__WRITTEN REQUEST__
Format the part of the data that opens with the line containing "the flexible tripod" and closes with the end of the data as a Markdown table with the columns Row and Line, giving each line its own numbered row and leaving out blank lines.

Data drawn from a collection
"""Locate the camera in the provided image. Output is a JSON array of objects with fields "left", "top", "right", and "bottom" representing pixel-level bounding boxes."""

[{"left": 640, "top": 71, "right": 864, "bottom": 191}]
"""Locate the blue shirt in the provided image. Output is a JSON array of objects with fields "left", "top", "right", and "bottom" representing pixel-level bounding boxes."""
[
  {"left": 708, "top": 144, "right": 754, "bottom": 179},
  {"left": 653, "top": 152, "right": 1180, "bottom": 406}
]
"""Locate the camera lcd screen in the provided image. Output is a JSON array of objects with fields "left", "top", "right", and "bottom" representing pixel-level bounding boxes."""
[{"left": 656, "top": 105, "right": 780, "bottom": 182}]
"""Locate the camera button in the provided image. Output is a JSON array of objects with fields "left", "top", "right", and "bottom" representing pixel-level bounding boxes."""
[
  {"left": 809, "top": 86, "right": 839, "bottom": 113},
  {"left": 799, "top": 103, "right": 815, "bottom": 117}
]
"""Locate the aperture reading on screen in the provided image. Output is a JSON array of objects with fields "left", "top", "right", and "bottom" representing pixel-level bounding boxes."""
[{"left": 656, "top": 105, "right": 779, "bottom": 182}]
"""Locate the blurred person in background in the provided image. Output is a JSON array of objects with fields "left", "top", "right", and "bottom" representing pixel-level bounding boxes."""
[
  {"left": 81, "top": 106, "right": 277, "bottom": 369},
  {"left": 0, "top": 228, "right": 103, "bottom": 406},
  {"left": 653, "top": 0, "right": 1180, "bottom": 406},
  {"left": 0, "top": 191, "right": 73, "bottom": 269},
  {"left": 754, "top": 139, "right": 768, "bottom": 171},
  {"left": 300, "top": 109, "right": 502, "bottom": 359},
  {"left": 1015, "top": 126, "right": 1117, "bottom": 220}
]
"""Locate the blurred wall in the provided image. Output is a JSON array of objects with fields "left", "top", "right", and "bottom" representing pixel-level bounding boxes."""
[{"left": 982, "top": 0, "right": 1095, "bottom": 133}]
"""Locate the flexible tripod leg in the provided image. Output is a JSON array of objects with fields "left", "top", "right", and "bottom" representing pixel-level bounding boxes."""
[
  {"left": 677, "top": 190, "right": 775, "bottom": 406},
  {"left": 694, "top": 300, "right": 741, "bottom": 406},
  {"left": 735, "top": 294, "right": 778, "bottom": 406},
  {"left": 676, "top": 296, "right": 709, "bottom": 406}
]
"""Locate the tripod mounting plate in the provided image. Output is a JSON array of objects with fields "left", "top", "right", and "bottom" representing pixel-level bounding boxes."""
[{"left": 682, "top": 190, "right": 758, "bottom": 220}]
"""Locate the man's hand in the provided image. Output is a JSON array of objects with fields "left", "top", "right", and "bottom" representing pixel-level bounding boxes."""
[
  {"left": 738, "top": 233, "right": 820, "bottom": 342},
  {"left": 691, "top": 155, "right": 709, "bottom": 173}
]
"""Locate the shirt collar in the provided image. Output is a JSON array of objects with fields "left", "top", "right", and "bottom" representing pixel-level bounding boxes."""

__SOLUTION__
| Row | Line |
|---|---|
| 1 | """Locate the flexible tripod leg in the provided image. Output is a JSON array of objects with fields "left", "top", "right", and "bottom" representing pixel-level bounding boxes.""" |
| 2 | [ |
| 3 |   {"left": 677, "top": 190, "right": 775, "bottom": 406}, |
| 4 |   {"left": 694, "top": 300, "right": 741, "bottom": 406}, |
| 5 |   {"left": 735, "top": 294, "right": 778, "bottom": 406}, |
| 6 |   {"left": 676, "top": 296, "right": 709, "bottom": 406} |
| 7 | ] |
| 8 | """Locate the tripod mounting plate in the provided image. Output is a JSON array of objects with fields "left", "top", "right", and "bottom" representing pixel-level bounding boxes.""" |
| 9 | [{"left": 682, "top": 190, "right": 758, "bottom": 220}] |
| 10 | """Locate the man's hand in the provided image. Output is a JSON array of objects with fields "left", "top", "right", and "bottom" representing pixel-level bounding boxes.""" |
| 11 | [ |
| 12 |   {"left": 738, "top": 233, "right": 820, "bottom": 342}, |
| 13 |   {"left": 691, "top": 155, "right": 709, "bottom": 173} |
| 14 | ] |
| 15 | """Locate the shirt collar in the provided image. Output is a JSON array of objects with fields "left", "top", "right", and "bottom" representing pixel-level bounding boxes.""" |